## DIRECTIVE
Rewrite the records below, switching each "rectangle" to "box" and leaving everything else unchanged.

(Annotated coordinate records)
--- start ---

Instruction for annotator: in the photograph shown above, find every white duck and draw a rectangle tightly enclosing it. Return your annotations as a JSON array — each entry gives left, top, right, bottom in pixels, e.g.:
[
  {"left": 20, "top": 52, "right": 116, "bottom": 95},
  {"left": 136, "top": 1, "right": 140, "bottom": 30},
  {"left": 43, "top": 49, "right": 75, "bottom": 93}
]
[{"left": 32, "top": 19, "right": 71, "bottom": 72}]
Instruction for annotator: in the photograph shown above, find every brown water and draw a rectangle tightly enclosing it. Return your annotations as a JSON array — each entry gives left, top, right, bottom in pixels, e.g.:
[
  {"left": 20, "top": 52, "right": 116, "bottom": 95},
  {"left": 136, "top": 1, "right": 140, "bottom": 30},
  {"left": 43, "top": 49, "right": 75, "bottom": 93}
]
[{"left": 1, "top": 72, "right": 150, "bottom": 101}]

--- end ---

## REPLY
Instruction for annotator: in the photograph shown above, find every white duck and draw a box tightly enclosing it. Return your annotations as a JSON array — each entry gives left, top, right, bottom in pixels, e.g.:
[
  {"left": 20, "top": 52, "right": 116, "bottom": 95},
  {"left": 136, "top": 1, "right": 140, "bottom": 30},
  {"left": 43, "top": 49, "right": 75, "bottom": 93}
]
[{"left": 32, "top": 19, "right": 71, "bottom": 72}]
Instruction for annotator: in the photograph shown above, find every brown water and draw a box tightly enclosing it. Return your annotations as a JSON array — each entry gives left, top, right, bottom in pixels, e.g.:
[
  {"left": 20, "top": 52, "right": 116, "bottom": 95},
  {"left": 136, "top": 1, "right": 140, "bottom": 30},
  {"left": 43, "top": 49, "right": 75, "bottom": 93}
]
[{"left": 1, "top": 72, "right": 150, "bottom": 101}]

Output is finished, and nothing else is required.